Please output the entries that follow exactly, without a single image.

------------------------------

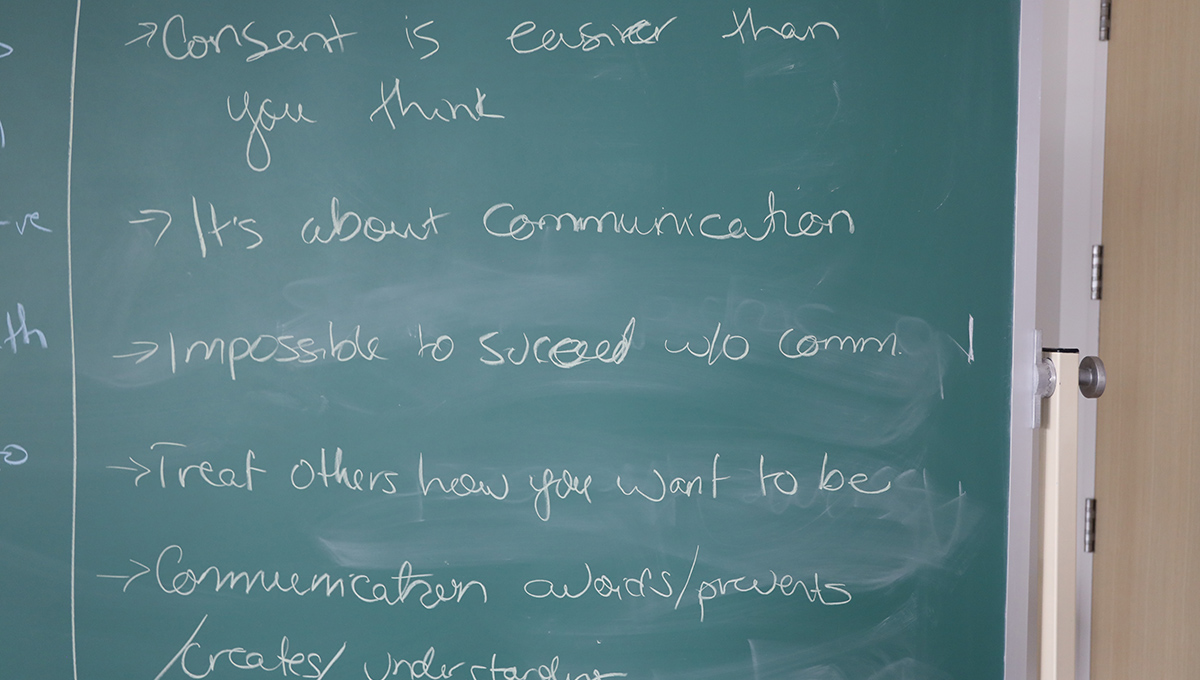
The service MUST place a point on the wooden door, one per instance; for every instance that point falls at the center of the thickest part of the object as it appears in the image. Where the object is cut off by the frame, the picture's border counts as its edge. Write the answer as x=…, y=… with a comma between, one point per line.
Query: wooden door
x=1146, y=591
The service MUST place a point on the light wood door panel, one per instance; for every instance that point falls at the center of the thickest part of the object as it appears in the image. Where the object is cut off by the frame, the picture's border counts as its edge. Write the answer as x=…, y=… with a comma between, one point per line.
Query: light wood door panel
x=1146, y=589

------------------------------

[RESULT OF THE EXERCISE]:
The service MUST place a point on the wooden door, one per instance; for every instance that point falls at the center of the thickest part of the object as it appears in the image. Where the object is cut off by the frame, the picture's border counts as its edge. Write the answer as x=…, y=… with a comma between, one point per line.
Query: wooden door
x=1146, y=591
The service MUST place a point on the light wood door panel, one per instance; for every instance that point falls at the center of the thickest part of the object as it appears in the image. Where the object is cut off by the frame, the picture's border counts as its edge. Write the answer as x=…, y=… with a comma between, one point per line.
Query: light wood door panel
x=1146, y=589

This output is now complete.